_Excerpted text_
-----

Philip Morris is now test-marketing a new cigarette brand -- Marlboro Ultra Smooth -- which contains a new carbon filter that was presumably designed to help filter out certain toxins in cigarette smoke and to therefore reduce exposure to these toxins. The cigarettes are being test-marketed in Atlanta Tampa, and Salt Lake City. However, Philip Morris is explicitly not making any reduced risk or reduced exposure "health claims." According to a Wall Street Journal article, the company wrote in a Jan. 11 letter to the state attorneys general that it "will not make reduced exposure claims about Marlboro Ultra Smooth because we do not have evidence that the application of these new carbon filters warrants a reduced exposure claim."
Some public health advocates, including Matt Myers, president of the Campaign for Tobacco-Free Kids, are concerned that the marketing of this new brand will mislead the public into thinking that it offers some degree of health protection. In a Richmond Times-Dispatch article, Myers stated: "The critical fact is that the emphasis on 'ultrasmooth,' combined with the reference to a new filter is very likely to result in consumers believing that this is a safer product. Philip Morris doesn't have to make explicit claims to result in consumers being misled."
The Campaign for Tobacco-Free Kids, which last year joined Philip Morris in lobbying Congress for a bill that would give FDA authority to regulate tobacco products, argues that this FDA legislation is necessary to address the fact that smokers are being misled by terms like "light," "ultra-light" and "low-tar" in current cigarettes and could be misled by new "reduced risk" or potentially reduced exposure products (PREPS), like Marlboro Ultra Smooth. The Campaign will direct a session at the 2005 National Tobacco Control Conference in May to address what it states is a "critical need for FDA regulation."
The Rest of the Story
My analysis of the FDA bill considered last year reveals that it would substantially help, not hurt Philip Morris in marketing its Marlboro Ultra Smooth product (and other similar PREPS). Instead of simply having to rely on creative labeling to market the product, under the proposed FDA legislation, Philip Morris could explicitly promote the new brand as a "reduced exposure" cigarette that has been approved by the federal government.

-----

(Stored items from a collection)

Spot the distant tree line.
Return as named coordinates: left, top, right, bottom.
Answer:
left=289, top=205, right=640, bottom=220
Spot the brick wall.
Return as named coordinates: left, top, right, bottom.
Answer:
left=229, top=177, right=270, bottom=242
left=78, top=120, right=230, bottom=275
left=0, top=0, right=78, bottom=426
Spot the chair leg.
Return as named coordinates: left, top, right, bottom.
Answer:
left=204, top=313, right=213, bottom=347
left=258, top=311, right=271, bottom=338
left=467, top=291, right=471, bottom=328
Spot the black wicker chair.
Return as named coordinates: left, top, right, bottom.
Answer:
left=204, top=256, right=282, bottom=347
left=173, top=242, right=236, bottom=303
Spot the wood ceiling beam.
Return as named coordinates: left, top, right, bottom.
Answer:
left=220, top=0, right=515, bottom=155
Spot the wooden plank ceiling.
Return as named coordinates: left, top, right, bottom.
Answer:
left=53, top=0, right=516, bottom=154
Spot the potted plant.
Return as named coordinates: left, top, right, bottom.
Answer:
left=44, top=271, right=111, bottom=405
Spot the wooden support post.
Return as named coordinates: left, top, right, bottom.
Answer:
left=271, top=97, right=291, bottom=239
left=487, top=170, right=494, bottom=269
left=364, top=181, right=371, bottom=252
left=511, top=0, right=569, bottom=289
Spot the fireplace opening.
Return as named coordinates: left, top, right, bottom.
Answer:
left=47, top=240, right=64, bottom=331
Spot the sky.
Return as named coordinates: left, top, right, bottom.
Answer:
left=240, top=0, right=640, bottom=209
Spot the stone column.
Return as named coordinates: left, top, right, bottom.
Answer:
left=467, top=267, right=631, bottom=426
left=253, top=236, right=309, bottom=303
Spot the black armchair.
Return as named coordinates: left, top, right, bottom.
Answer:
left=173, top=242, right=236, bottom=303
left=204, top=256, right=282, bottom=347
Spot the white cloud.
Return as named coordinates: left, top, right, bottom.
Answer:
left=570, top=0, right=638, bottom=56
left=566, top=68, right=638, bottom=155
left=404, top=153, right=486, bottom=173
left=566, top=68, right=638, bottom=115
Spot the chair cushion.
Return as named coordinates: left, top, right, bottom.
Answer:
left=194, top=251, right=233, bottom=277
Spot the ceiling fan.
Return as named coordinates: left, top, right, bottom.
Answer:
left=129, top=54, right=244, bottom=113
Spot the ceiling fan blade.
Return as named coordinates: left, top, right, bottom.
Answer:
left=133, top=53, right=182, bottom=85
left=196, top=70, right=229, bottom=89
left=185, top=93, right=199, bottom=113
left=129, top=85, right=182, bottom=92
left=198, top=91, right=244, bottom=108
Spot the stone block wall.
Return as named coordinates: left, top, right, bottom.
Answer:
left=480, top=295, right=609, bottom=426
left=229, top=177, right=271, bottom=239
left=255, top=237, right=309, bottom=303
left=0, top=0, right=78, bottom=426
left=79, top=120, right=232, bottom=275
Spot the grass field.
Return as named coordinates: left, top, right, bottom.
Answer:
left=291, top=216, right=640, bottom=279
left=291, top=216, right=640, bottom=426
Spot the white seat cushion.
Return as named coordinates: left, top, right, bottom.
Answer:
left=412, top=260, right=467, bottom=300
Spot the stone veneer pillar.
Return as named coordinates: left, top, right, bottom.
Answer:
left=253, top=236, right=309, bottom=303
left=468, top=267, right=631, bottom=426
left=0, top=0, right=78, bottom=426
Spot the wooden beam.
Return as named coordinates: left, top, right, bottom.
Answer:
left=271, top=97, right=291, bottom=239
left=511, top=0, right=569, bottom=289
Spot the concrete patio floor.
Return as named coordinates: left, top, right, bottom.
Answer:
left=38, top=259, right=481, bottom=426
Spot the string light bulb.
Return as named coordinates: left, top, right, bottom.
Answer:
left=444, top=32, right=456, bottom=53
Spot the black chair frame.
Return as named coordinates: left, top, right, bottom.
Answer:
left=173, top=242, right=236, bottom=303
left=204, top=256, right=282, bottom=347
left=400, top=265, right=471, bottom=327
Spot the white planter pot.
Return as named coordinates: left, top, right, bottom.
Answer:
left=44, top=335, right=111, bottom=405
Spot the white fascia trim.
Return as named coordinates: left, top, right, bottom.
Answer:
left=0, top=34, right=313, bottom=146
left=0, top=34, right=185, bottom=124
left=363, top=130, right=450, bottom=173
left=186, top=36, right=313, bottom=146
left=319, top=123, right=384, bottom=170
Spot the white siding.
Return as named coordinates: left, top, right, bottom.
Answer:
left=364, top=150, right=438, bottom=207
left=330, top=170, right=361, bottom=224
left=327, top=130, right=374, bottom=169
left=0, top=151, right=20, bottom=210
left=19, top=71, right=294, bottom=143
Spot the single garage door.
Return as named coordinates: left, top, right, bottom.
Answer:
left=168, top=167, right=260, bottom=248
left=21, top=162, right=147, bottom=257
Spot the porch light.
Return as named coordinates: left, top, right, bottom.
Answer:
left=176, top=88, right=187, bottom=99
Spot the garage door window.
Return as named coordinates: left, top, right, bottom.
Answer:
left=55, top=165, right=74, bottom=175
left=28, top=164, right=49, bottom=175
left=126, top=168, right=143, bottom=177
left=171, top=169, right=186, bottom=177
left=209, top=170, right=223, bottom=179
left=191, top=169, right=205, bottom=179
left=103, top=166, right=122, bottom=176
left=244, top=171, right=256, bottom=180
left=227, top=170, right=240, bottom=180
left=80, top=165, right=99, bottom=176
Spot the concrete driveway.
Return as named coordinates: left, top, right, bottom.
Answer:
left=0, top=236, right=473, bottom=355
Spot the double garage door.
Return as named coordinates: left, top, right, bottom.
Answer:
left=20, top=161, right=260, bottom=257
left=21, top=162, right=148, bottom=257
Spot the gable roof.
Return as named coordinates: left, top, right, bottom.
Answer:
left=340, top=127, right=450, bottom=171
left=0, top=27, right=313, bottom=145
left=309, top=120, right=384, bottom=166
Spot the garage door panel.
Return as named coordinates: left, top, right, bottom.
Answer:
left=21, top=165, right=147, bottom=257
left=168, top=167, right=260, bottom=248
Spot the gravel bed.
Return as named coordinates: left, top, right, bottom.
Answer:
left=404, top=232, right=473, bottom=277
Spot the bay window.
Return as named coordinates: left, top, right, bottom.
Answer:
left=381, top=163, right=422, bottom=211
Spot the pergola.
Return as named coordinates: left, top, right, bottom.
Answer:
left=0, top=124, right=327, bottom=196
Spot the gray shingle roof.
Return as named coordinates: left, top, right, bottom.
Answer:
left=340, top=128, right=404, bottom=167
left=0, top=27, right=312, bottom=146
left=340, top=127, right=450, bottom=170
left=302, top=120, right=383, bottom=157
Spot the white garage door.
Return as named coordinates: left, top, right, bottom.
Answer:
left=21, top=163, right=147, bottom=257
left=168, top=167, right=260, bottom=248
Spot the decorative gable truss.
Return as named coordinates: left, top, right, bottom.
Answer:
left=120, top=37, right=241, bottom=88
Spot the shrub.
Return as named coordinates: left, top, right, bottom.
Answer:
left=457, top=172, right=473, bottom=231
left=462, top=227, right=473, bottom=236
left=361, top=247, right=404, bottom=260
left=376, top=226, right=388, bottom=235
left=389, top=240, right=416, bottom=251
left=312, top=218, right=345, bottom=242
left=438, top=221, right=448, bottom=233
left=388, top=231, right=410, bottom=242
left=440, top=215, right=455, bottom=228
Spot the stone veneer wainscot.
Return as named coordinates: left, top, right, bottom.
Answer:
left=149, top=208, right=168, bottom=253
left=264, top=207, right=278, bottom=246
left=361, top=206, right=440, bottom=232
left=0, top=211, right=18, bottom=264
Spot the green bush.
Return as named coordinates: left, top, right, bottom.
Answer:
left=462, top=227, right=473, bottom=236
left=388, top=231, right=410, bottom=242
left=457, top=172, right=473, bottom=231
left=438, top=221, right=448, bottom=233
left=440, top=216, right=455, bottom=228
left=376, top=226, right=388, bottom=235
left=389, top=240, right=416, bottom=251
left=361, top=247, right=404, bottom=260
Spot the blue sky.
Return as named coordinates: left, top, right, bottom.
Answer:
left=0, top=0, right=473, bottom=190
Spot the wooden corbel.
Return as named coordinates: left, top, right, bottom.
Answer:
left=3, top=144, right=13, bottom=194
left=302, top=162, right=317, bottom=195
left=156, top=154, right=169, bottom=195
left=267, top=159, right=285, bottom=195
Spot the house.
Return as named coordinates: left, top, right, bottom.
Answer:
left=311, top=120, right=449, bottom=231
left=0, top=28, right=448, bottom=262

-----

_What the exercise asks_
According to the text on Marlboro Ultra Smooth, who is the president of the Campaign for Tobacco-Free Kids?

_Output for this exercise_
Matt Myers